[Collection entries]
____________

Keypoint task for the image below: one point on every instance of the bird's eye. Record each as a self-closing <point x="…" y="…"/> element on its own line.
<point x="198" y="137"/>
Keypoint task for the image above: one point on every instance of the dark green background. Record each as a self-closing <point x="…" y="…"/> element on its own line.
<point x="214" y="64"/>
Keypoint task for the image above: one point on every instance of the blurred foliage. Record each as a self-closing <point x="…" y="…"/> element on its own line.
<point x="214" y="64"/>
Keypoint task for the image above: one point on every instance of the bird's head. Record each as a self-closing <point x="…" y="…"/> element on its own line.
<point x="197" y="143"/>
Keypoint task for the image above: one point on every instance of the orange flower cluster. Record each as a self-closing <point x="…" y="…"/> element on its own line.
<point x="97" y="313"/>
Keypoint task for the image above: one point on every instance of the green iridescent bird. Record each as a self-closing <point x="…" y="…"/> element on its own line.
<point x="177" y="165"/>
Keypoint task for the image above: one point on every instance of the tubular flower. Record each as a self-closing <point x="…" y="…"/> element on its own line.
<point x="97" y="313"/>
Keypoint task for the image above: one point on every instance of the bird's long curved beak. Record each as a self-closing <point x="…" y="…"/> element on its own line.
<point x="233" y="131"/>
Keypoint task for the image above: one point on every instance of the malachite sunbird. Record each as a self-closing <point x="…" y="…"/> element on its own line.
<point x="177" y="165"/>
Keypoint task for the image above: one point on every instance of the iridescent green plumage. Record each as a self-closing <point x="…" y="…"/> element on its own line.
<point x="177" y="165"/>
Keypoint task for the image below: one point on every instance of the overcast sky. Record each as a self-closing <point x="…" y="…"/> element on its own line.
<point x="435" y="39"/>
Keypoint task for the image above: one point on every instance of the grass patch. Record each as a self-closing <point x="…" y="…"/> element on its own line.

____________

» Problem:
Rewrite every row above, changing "Keypoint task" to "Point-labeling task" and leaving everything else untouched.

» Correct response:
Point-labeling task for the image below: one point on every instance of the bird's eye. Record each as a self-closing <point x="…" y="…"/> element on its own line.
<point x="198" y="137"/>
Point-labeling task for the image above: one point on every instance of the dark green background. Record each as a self-closing <point x="…" y="…"/> element on its own line.
<point x="214" y="64"/>
Point-labeling task for the image above: one point on every instance of the blurred foliage. Record each as a self-closing <point x="…" y="…"/> element on its own line.
<point x="214" y="64"/>
Point-labeling task for the image above: one point on every instance of the bird's head. Record each as a self-closing <point x="…" y="…"/> element on its own line.
<point x="197" y="143"/>
Point-labeling task for the image above: one point on every instance of the orange flower cluster. Record each as a self-closing <point x="…" y="…"/> element on its own line.
<point x="97" y="313"/>
Point-labeling task for the image above: one point on every instance of the green iridescent bird. Record each as a self-closing <point x="…" y="…"/> element on its own line.
<point x="177" y="165"/>
Point-labeling task for the image above: one point on every instance of the tubular flower. Record each as a self-closing <point x="…" y="…"/> element on its own line.
<point x="97" y="313"/>
Point-labeling task for the image above: one point on every instance of the bird's long curved beak. Record each as a self-closing <point x="…" y="…"/> element on its own line.
<point x="233" y="131"/>
Point-labeling task for the image above: one point on every instance of the malachite sunbird. Record each as a self-closing <point x="…" y="…"/> element on its own line.
<point x="177" y="165"/>
Point-labeling task for the image above: one point on every instance of the iridescent green plumage. Record each as a self-closing <point x="…" y="…"/> element on its own line.
<point x="177" y="165"/>
Point-labeling task for the image below: one point on every instance of the overcast sky. Record each as a self-closing <point x="…" y="…"/> element on its own line.
<point x="435" y="39"/>
Point-labeling task for the image above: one point on every instance of the grass patch. Record each as a self-closing <point x="…" y="…"/> element on its own line.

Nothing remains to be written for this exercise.